ECONOMY | EDITORIAL
HOME RENOVATIONS –
AUSTRALIA’S NEXT
BUILDING BOOM?
DR HARLEY DALE
Chief Economist
HIA Economics &
Australian Construction Insights
T
he latest edition of the HIA
Renovations Roundup was released
last month. This report undertakes
Australia’s most comprehensive ‘pulse-taking’
analysis of the nation’s $30 billion-plus home
renovations market. As well as assessing the
current state of the market, the Renovations
Roundup also provides forecasts of
renovations activity for each of the states
and territories out to the year 2020.
Renovations activity is a very important
component of Australia’s residential
construction industry. The higher end
renovation jobs on offer, which are slowly
coming back into vogue nearly ten years
after the GFC crushed them, represent
considerable opportunities to Australian
Window Association (AWA) members.
Many people are surprised to learn that
the performance of the home renovations
market is not always in step with that of
new home building activity. Indeed, events
over recent years have illustrated this
divergence quite starkly. For example,
while the new home building side of
residential construction enjoyed its largest
and longest ever upturn between 2012 and
2016, renovations activity endured a sharp
contraction between 2011 and 2013 with
the volume of activity falling by more than
14 per cent over the course of two years.

........

## [GIVEN REQUEST A]
In the editorial on home renovations, how large is Australia's home renovations market?
## [GIVEN REQUEST B]
State whether each statement agrees with the editorial on home renovations, answering yes or no and quoting the deciding words: (i) The Renovations Roundup forecasts renovations activity out to 2020. (ii) Renovations activity grew between 2011 and 2013. (iii) New home building had its largest and longest ever upturn between 2012 and 2016.

........

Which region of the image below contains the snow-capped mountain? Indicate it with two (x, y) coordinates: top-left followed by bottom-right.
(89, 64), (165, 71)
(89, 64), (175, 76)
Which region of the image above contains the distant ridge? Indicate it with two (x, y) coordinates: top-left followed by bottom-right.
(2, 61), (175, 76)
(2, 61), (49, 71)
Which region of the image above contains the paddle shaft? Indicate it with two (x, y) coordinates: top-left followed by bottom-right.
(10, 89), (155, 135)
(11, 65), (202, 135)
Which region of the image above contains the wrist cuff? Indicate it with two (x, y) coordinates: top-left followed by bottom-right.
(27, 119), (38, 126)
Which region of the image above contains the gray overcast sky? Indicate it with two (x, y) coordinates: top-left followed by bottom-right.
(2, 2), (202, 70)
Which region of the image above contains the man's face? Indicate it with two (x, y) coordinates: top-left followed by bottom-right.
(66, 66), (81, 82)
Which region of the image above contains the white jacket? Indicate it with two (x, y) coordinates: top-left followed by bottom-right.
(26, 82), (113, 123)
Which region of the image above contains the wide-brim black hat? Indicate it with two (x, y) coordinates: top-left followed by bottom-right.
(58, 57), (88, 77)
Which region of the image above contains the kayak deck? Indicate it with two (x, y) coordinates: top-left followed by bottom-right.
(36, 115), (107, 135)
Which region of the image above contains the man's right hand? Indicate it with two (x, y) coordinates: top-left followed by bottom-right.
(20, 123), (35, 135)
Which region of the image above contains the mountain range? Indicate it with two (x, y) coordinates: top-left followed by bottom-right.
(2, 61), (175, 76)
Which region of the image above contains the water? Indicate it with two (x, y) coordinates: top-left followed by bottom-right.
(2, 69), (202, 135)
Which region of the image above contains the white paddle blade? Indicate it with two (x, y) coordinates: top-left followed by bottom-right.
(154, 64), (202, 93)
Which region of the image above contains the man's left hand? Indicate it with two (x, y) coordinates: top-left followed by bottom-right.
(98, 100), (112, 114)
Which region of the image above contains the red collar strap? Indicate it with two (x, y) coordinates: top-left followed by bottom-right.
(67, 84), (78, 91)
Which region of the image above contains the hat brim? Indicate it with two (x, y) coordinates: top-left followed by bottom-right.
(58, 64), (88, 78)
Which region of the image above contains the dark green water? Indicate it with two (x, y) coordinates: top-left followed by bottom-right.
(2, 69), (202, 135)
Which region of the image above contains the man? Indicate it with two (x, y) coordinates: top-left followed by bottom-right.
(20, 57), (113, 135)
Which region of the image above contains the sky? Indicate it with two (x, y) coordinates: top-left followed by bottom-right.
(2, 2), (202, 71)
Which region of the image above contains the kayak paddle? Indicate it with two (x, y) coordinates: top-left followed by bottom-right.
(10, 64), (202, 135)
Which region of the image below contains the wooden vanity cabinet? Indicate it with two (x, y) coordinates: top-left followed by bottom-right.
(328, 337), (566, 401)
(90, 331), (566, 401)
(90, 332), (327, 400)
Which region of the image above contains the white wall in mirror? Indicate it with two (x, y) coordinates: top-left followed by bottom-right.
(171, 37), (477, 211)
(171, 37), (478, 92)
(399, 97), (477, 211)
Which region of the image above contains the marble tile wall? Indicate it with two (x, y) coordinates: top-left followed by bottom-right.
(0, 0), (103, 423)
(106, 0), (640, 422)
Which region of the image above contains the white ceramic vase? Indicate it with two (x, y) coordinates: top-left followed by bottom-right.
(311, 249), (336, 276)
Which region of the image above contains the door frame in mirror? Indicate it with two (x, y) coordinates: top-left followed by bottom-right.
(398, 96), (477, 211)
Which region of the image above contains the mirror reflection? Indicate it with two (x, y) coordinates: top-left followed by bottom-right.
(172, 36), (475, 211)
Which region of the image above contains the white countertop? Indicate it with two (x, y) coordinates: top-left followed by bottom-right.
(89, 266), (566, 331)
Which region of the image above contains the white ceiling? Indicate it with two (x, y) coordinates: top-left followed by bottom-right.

........

## [EXERCISE OUTPUT A]
It is a $30 billion-plus market.

## [EXERCISE OUTPUT B]
(i) Yes: "out to the year 2020"
(ii) No: "renovations activity endured a sharp contraction between 2011 and 2013"
(iii) Yes: "enjoyed its largest and longest ever upturn between 2012 and 2016"